Stored records
☆ ☆ ☆ ☆ ☆

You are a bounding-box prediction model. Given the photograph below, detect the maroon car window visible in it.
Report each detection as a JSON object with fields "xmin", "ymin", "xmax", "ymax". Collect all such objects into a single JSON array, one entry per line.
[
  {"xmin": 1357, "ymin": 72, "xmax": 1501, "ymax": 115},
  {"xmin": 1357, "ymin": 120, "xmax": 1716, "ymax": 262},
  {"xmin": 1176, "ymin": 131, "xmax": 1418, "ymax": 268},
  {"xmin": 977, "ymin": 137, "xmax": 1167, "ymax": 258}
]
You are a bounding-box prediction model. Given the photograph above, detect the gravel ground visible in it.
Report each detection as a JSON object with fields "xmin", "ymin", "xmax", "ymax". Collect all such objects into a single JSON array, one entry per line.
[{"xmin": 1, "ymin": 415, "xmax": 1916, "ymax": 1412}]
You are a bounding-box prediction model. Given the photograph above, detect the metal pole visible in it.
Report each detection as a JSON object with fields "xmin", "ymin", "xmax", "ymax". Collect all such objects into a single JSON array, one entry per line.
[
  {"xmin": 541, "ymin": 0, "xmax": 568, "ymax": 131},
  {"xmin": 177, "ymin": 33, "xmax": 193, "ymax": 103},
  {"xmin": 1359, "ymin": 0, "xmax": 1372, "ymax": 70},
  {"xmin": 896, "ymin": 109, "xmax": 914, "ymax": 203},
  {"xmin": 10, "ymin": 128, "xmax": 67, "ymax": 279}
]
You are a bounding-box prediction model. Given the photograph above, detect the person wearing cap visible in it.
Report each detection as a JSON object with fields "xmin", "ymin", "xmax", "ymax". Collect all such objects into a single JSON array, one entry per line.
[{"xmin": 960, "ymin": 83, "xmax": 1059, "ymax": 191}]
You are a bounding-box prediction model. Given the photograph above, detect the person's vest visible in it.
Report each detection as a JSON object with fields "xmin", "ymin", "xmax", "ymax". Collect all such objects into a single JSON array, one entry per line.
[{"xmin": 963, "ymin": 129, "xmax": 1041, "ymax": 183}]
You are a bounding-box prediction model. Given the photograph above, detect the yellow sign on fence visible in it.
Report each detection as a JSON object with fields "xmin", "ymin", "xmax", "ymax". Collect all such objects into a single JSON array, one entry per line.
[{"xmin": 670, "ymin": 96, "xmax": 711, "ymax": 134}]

☆ ☆ ☆ ☆ ☆

» Required action: From the records above, pull out each line that has "photograph".

» Task answer:
You are a bounding-box prediction model. Given the photograph below, detect the maroon car window visible in it.
You are a bounding-box prediction model. Given the photograph above, detect the gravel ground visible in it.
You are a bounding-box prediction model. Given the photograph above, detect the metal pole visible in it.
You are a bounding-box prediction model. Given the photograph above, detect the person wearing cap visible in it.
You are a bounding-box prediction model. Given the photograph above, detect the person's vest visible in it.
You are a bounding-box prediction model. Given the photograph above, detect the yellow sign on fence visible in it.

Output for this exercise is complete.